The 1895–96 FA Cup was the 25th season of the world's oldest association football competition, the Football Association Challenge Cup (more usually known as the FA Cup). The cup was won by The Wednesday, who defeated Wolverhampton Wanderers 2–1 in the final of the competition, played at Crystal Palace in London. This was Wednesday's first victory in the FA Cup.

Matches were scheduled to be played at the stadium of the team named first on the date specified for each round, which was always a Saturday. If scores were level after 90 minutes had been played, a replay would take place at the stadium of the second-named team later the same week. If the replayed match was drawn further replays would be held at neutral venues until a winner was determined. If scores were level after 90 minutes had been played in a replay, a 30-minute period of extra time would be played.

Calendar
The format of the FA Cup for the season had a preliminary round, four qualifying rounds, three proper rounds, and the semi finals and final.

First round proper
The First Round Proper contained sixteen ties between 32 teams. The 16 First Division sides were given a bye to this round, as were Notts County, Darwen, Burton Wanderers, Liverpool, Newton Heath and Woolwich Arsenal from the Second Division. The other Second Division sides were entered into the first qualifying round. Of those sides, only Grimsby Town, Newcastle United, Crewe Alexandra and Burton Swifts qualified to the FA Cup proper. Six non-league sides also qualified.

[RECORD EXCERPTS]
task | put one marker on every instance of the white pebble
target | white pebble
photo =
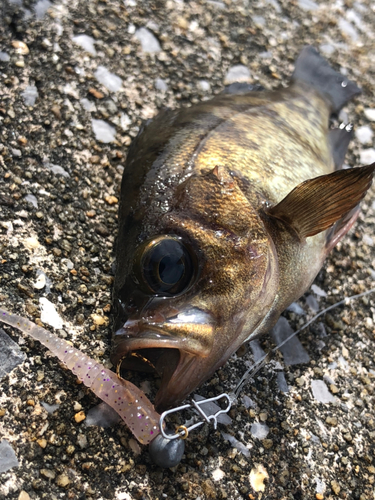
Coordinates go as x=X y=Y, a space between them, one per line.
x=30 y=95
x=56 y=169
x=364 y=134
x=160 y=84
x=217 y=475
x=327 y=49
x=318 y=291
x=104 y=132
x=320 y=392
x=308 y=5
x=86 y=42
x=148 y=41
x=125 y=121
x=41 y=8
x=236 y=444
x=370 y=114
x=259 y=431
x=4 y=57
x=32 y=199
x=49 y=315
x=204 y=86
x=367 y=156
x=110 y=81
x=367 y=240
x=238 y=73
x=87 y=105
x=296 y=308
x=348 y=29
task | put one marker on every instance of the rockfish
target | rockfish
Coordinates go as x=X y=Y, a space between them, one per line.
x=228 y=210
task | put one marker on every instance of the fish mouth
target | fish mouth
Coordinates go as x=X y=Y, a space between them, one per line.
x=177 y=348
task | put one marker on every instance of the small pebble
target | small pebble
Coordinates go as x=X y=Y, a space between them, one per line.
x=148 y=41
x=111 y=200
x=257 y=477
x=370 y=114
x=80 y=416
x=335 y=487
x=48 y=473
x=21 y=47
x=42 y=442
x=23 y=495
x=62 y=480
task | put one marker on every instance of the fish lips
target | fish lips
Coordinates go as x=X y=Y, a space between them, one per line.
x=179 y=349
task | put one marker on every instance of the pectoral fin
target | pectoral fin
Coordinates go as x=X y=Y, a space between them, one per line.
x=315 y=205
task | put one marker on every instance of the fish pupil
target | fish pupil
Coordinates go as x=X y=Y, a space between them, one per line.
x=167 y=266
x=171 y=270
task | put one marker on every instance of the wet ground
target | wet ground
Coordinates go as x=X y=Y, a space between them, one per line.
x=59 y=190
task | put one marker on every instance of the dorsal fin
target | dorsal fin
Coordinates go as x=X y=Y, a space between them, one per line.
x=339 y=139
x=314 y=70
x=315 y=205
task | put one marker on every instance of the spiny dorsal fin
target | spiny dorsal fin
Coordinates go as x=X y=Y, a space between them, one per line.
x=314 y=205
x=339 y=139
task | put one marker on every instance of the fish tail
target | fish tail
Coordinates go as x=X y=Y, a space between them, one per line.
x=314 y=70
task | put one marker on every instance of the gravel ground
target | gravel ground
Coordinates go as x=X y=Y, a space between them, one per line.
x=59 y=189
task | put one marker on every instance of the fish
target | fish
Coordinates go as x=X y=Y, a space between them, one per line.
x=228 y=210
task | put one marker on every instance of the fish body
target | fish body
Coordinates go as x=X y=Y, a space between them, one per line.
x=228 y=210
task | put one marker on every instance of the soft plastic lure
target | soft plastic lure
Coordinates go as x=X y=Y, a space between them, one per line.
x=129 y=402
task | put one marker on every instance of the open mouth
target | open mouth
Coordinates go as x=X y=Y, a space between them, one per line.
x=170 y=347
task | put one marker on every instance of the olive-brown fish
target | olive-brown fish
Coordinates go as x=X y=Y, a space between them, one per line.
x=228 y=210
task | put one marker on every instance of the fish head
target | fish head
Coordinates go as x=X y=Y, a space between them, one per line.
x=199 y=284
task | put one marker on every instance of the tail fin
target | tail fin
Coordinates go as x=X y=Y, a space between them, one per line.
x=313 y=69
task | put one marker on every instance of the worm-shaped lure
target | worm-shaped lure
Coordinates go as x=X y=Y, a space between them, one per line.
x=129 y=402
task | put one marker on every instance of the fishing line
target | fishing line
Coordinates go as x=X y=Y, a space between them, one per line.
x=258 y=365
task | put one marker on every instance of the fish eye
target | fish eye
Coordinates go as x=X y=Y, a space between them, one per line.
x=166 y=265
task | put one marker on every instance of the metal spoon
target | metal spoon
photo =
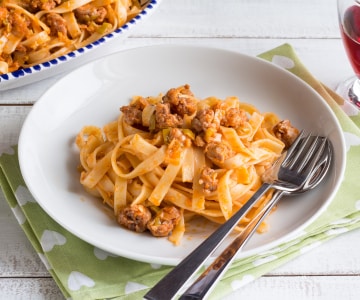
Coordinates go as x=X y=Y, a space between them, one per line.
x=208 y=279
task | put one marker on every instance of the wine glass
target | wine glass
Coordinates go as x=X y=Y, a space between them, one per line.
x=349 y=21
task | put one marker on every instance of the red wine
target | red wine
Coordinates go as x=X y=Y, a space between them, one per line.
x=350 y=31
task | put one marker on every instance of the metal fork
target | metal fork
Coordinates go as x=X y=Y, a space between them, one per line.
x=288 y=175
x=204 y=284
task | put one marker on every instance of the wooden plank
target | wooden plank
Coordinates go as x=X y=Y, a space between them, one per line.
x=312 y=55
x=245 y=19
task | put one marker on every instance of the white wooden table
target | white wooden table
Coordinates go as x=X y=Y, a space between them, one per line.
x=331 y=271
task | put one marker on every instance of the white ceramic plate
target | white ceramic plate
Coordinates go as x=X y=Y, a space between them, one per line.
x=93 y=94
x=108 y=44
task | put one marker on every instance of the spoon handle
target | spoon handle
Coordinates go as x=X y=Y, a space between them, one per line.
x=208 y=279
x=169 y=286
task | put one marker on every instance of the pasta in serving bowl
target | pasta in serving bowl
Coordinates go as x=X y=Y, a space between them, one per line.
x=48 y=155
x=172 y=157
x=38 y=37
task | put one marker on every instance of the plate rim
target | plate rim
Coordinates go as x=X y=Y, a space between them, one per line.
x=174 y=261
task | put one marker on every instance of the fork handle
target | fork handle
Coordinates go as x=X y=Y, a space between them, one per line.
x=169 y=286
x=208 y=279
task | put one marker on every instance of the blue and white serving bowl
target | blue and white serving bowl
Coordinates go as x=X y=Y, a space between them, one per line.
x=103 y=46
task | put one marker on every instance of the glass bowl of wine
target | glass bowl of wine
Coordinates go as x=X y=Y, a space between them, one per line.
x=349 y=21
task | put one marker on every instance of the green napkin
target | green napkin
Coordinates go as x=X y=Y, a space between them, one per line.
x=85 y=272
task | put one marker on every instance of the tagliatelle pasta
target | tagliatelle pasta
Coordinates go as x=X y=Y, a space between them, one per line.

[OBJECTIVE]
Answer these questions using the text on the 1895–96 FA Cup:
(a) Where was the final played?
(b) How long was the extra-time period if a replay was level after 90 minutes?
(c) How many qualifying rounds did the season's format include?
None of the items is needed for this.

[SOLVED PROBLEM]
(a) Crystal Palace in London
(b) 30 minutes
(c) Four